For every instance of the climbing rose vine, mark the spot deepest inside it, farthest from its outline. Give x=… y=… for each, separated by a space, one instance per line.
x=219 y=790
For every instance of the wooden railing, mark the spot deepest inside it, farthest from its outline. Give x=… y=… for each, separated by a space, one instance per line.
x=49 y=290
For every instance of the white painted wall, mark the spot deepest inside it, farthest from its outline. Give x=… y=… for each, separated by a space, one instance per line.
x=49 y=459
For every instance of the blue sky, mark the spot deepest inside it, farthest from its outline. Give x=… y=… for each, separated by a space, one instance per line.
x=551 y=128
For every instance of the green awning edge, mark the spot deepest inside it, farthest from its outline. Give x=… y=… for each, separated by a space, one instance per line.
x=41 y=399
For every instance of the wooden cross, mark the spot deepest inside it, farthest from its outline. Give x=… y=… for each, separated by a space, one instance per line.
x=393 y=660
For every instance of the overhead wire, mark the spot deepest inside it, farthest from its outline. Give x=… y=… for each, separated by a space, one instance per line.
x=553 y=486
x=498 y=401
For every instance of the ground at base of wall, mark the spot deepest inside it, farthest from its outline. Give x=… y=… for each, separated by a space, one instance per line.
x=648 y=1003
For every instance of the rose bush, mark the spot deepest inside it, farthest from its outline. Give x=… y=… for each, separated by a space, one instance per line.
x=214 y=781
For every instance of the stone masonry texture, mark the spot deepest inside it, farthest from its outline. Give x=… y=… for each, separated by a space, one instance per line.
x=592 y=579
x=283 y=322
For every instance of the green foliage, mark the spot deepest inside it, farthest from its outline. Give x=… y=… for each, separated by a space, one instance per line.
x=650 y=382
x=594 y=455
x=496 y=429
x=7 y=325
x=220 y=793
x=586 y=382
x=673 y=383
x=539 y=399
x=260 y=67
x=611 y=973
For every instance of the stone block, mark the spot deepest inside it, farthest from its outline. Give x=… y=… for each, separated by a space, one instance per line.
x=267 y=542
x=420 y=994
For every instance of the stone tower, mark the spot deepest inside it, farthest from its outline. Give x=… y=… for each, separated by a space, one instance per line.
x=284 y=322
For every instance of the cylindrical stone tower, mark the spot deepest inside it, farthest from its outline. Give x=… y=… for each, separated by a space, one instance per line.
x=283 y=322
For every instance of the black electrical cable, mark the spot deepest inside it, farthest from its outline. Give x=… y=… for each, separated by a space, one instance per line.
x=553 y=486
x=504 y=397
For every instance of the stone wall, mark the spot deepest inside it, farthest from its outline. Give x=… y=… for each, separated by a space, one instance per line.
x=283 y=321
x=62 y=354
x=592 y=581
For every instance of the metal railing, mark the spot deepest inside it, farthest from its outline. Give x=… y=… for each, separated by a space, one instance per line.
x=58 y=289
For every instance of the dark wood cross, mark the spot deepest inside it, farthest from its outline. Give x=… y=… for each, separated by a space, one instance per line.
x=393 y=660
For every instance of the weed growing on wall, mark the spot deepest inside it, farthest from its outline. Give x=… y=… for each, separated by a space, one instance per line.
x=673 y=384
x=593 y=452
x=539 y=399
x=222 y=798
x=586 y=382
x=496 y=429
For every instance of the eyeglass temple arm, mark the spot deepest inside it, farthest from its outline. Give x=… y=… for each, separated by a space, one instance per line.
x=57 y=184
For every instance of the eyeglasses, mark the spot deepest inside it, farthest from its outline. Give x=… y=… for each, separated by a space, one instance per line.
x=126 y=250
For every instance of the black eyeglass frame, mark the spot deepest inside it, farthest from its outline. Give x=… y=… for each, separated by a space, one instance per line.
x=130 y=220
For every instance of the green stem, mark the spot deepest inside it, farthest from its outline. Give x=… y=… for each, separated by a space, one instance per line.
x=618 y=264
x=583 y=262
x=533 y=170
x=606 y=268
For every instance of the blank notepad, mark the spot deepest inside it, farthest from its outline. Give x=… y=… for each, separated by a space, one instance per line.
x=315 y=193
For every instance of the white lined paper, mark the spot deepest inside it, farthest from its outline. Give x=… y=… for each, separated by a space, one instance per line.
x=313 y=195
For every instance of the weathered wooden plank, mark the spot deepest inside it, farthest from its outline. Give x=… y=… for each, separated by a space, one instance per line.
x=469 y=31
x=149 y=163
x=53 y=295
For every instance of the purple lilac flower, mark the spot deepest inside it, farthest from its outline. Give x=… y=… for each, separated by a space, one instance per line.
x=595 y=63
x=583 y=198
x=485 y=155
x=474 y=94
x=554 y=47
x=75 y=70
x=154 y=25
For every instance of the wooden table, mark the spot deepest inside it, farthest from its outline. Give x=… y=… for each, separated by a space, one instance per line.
—————
**What the task asks**
Copy every one of the lines above word for word, without changing anything.

**Problem solution**
For every instance of the climbing rose vine, mark the spot deepest inside it, farthest from its outline. Give x=… y=… for each, separated by a space, one instance per line.
x=219 y=790
For every instance of the wooden railing, mark the spot deepest inside it, farthest from its outline. Give x=… y=… for each, separated by a space, one instance per line.
x=49 y=290
For every instance of the white painted wall, mark the spot deepest inside it, farthest from its outline. Give x=… y=… for each, separated by a space, one instance per line.
x=49 y=459
For every instance of the blue sky, mark the spot deepest inside it, farthest from its outline. Give x=… y=… for each, separated by a space, one instance per line.
x=551 y=128
For every instance of the green awning edge, mark the spot deepest inside it, farthest from its outline. Give x=… y=… for each, separated by a space, one instance per line.
x=41 y=399
For every instance of the wooden cross, mark the spot deepest inside it, farthest from its outline. Give x=… y=… for each, separated by a space, one instance per line.
x=393 y=660
For every instance of the overhead wire, mark the spot deepest inside it, farthest from its outline. Give x=… y=… for each, separated by a space, one instance per line.
x=553 y=486
x=498 y=401
For every instance of the ground at base of wall, mark the spot deepest inside it, farthest from its outline. Give x=… y=… for each, separated by a space, one instance per line.
x=648 y=1003
For every instance of the rose bush, mark the spot deepest inside it, farthest from its outline. Give x=… y=… for each, separated by a space, one instance per line.
x=214 y=781
For every instance of the stone masonry texture, mark the spot deepest inside it, farthest from its outline. Give x=… y=… for each, separated by a space, one instance per line.
x=592 y=579
x=283 y=322
For every instance of the green foliage, mark the spot deepest inside it, farthest from its outline. Give x=… y=… for each, separated by a space, one instance per line.
x=650 y=382
x=594 y=455
x=496 y=429
x=7 y=325
x=220 y=793
x=586 y=382
x=673 y=383
x=539 y=399
x=260 y=67
x=611 y=973
For every instance of the stone block, mark the spot deepest inside it, farthest from its outline. Give x=… y=… for each, separated by a space, one instance per line.
x=267 y=542
x=420 y=994
For every instance of the stone tower, mark the spot deepest inside it, farthest from its outline. Give x=… y=… for each, separated by a space, one instance per line.
x=284 y=322
For every instance of the cylindrical stone tower, mark the spot deepest inside it, farthest from its outline. Give x=… y=… for each, separated by a space, one instance per line.
x=283 y=322
For every instance of the black electrical cable, mark the spot deepest inside it, farthest from its outline. Give x=… y=… for each, separated by a space, one instance per line.
x=553 y=486
x=504 y=397
For every instance of the stone wall, mark the spot deepest inside it, farthest from its outline. Give x=… y=… for each, separated by a space, one instance per line.
x=283 y=321
x=62 y=354
x=592 y=581
For every instance of the metal railing, mark the spot deepest inside it, farthest from its outline. Give x=… y=… for each, separated by a space, one instance per line.
x=58 y=289
For every instance of the dark wood cross, mark the spot deepest inside it, farthest from its outline. Give x=… y=… for each, separated by a space, one instance per line.
x=393 y=660
For every instance of the weed growing on wall, mark the spot deepest inside it, farthest from its outline. Give x=… y=… for each, separated by a space, one instance per line.
x=673 y=384
x=593 y=452
x=539 y=399
x=222 y=798
x=586 y=382
x=496 y=429
For every instance of the eyeglass temple arm, mark the spot deepest inside it, farthest from its outline. Give x=… y=… for each, separated by a space, one instance per line.
x=57 y=184
For every instance of the eyeglasses, mark the spot deepest inside it, farthest from its outline. Give x=… y=… for each, separated by a space, one instance per line.
x=126 y=250
For every instance of the black eyeglass frame, mark the spot deepest inside it, farthest from its outline. Give x=… y=… for each, separated by a space, one instance per line.
x=130 y=220
For every instance of the green stem, mark the spot deepest inside it, farthest from its outline. Give x=… y=… for each, separated by a space, one instance per line.
x=618 y=264
x=583 y=262
x=533 y=170
x=606 y=268
For every instance of the blank notepad, mark the spot deepest inside it, farthest from its outline. Give x=… y=… for each, separated by a space, one instance per line.
x=315 y=193
For every instance of the white lined paper, mark the spot deepest inside it, farthest from its outline. Give x=… y=… for each, separated by a space, one instance per line.
x=313 y=195
For every instance of the weathered wooden plank, mark the spot deepest inside it, farthest from its outline. Give x=… y=… for each, separated by a space, one instance per line.
x=469 y=31
x=149 y=163
x=53 y=295
For every instance of the purple lilac flower, mark the spot deepest inside it, farthest from its outline. Give x=… y=… for each, separated by a space, one instance per line.
x=595 y=63
x=583 y=198
x=485 y=155
x=474 y=94
x=554 y=47
x=75 y=70
x=154 y=25
For every instance of the wooden table, mark the spot deepest inside it, farthest from its outline. Give x=… y=… for each, separated by a space, one instance per line.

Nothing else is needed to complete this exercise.